Work task → The pictures stay out; all of the data is to be printed exactly.

*** Opening of The data ***

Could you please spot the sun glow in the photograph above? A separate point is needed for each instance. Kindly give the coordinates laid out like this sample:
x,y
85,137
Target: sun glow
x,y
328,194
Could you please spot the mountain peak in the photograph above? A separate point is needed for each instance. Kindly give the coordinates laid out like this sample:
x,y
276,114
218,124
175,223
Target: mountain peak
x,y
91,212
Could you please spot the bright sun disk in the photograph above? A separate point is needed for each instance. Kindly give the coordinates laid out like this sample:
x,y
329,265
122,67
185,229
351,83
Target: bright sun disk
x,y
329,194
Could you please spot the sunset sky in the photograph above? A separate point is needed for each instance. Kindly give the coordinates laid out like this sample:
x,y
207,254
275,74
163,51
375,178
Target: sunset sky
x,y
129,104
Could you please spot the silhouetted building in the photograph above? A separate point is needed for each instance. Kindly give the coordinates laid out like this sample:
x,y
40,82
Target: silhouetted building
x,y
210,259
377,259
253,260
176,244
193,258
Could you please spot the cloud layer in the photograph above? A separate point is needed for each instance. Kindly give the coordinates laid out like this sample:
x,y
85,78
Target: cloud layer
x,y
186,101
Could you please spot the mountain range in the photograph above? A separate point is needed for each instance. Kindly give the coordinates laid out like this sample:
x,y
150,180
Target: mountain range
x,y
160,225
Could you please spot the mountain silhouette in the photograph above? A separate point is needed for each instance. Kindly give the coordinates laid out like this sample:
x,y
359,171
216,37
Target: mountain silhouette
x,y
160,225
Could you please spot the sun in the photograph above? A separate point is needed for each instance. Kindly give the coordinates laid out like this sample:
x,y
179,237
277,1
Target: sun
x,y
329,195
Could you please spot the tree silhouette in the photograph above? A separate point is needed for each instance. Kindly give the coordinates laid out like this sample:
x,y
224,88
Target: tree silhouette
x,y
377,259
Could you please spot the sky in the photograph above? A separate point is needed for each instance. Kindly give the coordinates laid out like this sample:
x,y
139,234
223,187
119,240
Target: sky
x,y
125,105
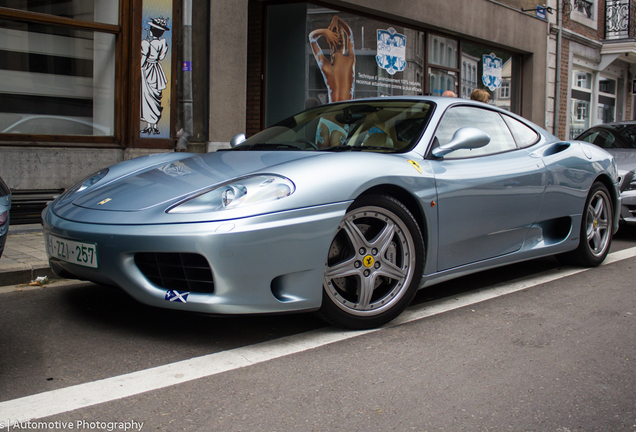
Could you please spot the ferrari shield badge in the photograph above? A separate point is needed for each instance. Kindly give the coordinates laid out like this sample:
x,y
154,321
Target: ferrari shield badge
x,y
492,71
391,51
177,296
417,166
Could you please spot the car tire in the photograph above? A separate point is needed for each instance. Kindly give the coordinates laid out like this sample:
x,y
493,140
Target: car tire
x,y
596,229
374,265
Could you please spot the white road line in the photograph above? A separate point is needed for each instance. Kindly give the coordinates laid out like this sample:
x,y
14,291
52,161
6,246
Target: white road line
x,y
84,395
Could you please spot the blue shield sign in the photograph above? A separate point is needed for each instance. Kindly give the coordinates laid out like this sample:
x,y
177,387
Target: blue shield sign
x,y
492,71
391,54
177,296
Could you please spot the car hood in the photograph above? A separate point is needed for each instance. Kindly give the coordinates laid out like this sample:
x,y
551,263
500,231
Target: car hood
x,y
142,188
139,193
163,183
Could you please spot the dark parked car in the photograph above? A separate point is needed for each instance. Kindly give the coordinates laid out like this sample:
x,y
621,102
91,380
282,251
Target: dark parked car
x,y
620,140
5,205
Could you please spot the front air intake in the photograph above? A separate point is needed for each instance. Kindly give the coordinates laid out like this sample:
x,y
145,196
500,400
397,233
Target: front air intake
x,y
176,271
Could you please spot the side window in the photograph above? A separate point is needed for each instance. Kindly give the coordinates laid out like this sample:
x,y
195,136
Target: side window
x,y
524,135
601,138
489,121
605,140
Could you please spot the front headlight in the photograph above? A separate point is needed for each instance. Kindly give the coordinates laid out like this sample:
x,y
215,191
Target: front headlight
x,y
85,184
242,192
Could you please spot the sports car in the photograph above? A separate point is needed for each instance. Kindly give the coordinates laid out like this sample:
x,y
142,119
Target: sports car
x,y
619,139
346,209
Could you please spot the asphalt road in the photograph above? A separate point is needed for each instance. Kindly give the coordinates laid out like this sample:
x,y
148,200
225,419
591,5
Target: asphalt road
x,y
557,356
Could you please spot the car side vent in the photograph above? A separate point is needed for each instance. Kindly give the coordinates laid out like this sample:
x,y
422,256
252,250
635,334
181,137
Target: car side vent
x,y
178,271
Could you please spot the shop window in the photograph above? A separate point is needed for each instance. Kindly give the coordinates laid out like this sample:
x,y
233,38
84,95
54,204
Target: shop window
x,y
447,55
494,71
504,91
584,12
62,72
580,118
317,55
582,80
606,100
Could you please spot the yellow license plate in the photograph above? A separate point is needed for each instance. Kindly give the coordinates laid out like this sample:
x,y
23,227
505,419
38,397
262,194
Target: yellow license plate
x,y
84,254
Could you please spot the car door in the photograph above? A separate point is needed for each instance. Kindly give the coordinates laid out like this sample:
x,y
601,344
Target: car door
x,y
487,197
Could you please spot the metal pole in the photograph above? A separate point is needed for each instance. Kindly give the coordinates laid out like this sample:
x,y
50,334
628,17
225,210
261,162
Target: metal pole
x,y
557,84
185,133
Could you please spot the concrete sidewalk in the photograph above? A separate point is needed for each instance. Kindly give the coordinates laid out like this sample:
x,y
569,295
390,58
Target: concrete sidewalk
x,y
24,257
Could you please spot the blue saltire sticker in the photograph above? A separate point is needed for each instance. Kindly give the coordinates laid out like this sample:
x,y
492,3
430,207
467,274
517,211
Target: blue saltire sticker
x,y
178,296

*** Close of The data ***

The completed task →
Could you please spot the sun glow in the photograph above? A separate point is needed for each instance. Kindly give the coordinates laid out like this sample:
x,y
85,137
Target: sun glow
x,y
328,194
Could you please spot the mountain peak in the photograph above? A separate point is needed for each instance. Kindly give the coordinates laid out like this sample:
x,y
276,114
218,124
175,223
Target: mountain peak
x,y
91,212
Could you please spot the bright sun disk in the photograph above? A separate point is needed for each instance. Kindly give the coordinates laid out like this sample:
x,y
329,265
122,67
185,229
351,83
Target: bright sun disk
x,y
329,194
Could you please spot the sunset sky in the photograph above? A separate point is needed for each instance. Kindly give the coordinates laid out like this sample:
x,y
207,254
275,74
163,51
375,178
Target: sunset sky
x,y
129,104
Could you please spot the silhouetted building in the photograph above? A separate point is needed for each instance. Kindly give the coordinates laid out like this sample:
x,y
40,82
Target: silhouetted building
x,y
210,259
377,259
253,260
176,244
193,258
Could you please spot the cloud layer in the photograph above? A separate point is needed for each instance. Kindly give the coordinates laid out like this sample:
x,y
85,78
Target: cloud layer
x,y
186,101
Could you please spot the mountain range in the photograph above? A separate point is needed for each instance. Kindly give the coordinates laid out like this sample:
x,y
150,180
Target: mountain range
x,y
160,225
Could you please spot the mountain silhouette in the photograph above? A separate point is needed for each instance. Kindly give the coordinates laid out like this sample:
x,y
359,171
216,37
Target: mountain silhouette
x,y
160,225
Could you please spot the sun in the photograph above? A separate point is needed for each instance. Kindly give the coordinates laid out like this sample:
x,y
179,237
277,1
Target: sun
x,y
329,195
Could you please spot the tree silhouette in the photograph above? A separate point is needed for each instance. Kindly give the coordinates laid out like this sample:
x,y
224,88
Target: tree silhouette
x,y
377,259
Could you please spot the sky in the photograph above? A separate point is needed for each instance. Kindly give the coordinates laid out like this sample:
x,y
139,234
223,187
119,240
Target: sky
x,y
125,105
Could you please spot the ferrari shield badge in the photograph above? A separate point is needed for each instance. Kindly give the coordinates laid out like this sample:
x,y
154,321
Target: ferrari shield badge
x,y
492,71
391,51
177,296
417,166
Could you please spot the car tire in the photograph above? A separate point is needed for each instance. Kindly give the coordinates laid out like this sample:
x,y
493,140
Target: car tire
x,y
596,229
374,265
Could you please spot the white road line in the photograph above? A separate point is needed for each instance. Kindly give the coordinates laid out like this sample:
x,y
14,291
52,161
6,246
Target: white road line
x,y
84,395
Could you please spot the blue shield sign in the photograph above? A separate point is needed for each instance. Kindly give the coordinates laid out like this sample:
x,y
177,387
Target: blue shield sign
x,y
492,71
391,54
177,296
Could you please spot the car hood in the photograph above? A separate point is needed for each instance. Kindly give the coordinates laid out like this sample:
x,y
551,263
500,231
Target: car hood
x,y
142,188
139,193
163,183
Could you please spot the dark parked car in the photograph above? A separate point is needed for each instance. Kindly give the coordinates laid out like this sample:
x,y
621,102
91,380
282,251
Target: dark parked car
x,y
620,140
5,205
Could you please spot the front air intake in the photograph above? A separate point is needed for each instance. Kindly give the coordinates laid out like this sample:
x,y
145,196
500,400
397,233
Target: front air intake
x,y
176,271
Could you please spot the side window in the photograph above? A separate point is needed for each instance. Kindly give the coordinates laid out like this sample:
x,y
195,136
Target: side window
x,y
524,135
601,138
489,121
605,140
Could you please spot the front headlight in the photograph above? A separate point is needed for each instance. Kindly give the coordinates laid out like this sample:
x,y
215,191
Target: front headlight
x,y
85,184
242,192
Could you please spot the sports car in the photograph above? A separate point is needed for each instance. Kindly give the coordinates laid out like this sample:
x,y
142,119
Target: sports car
x,y
619,139
346,209
Could you please spot the asphalt road in the photograph above? A separate point is needed for each instance. Kindly give the coordinates laid out like this sample:
x,y
148,200
225,419
591,5
Target: asphalt road
x,y
557,356
Could you please spot the car side vent in the photograph above? A separate point is needed for each instance. Kindly give the coordinates laid out like this sample:
x,y
422,256
252,250
635,334
181,137
Target: car side vent
x,y
178,271
Could you please spot the shop window in the photograph above? A separate point is needed for each instance. Kindly give the coordinates laid out like this sample:
x,y
233,38
84,95
54,204
Target: shop window
x,y
447,55
494,71
504,91
584,12
62,72
580,118
317,55
582,80
606,100
Could you please spot the yellow license plate in the photograph above? A separate point is needed for each instance. Kindly give the coordinates laid out like this sample:
x,y
23,227
505,419
38,397
262,194
Target: yellow license plate
x,y
84,254
Could you please spot the car door in the photograph above? A separate point is needed for each instance. Kindly give the coordinates laid out like this sample:
x,y
601,344
Target: car door
x,y
487,197
Could you please spot the metal pole in the photograph above? A separate point is needed for each instance. Kindly give the coordinates laid out like this sample:
x,y
50,334
628,17
225,210
261,162
Target: metal pole
x,y
557,84
185,133
Could you please spot the concrete sidewalk in the photograph above? A separate point is needed for each instance. Kindly give the coordinates laid out like this sample:
x,y
569,295
390,58
Target: concrete sidewalk
x,y
24,257
Could you please spot the blue saltire sticker in the photograph above? A separate point is needed for each instance. Kindly give the coordinates laid out like this sample:
x,y
492,3
430,207
467,274
517,211
Target: blue saltire sticker
x,y
178,296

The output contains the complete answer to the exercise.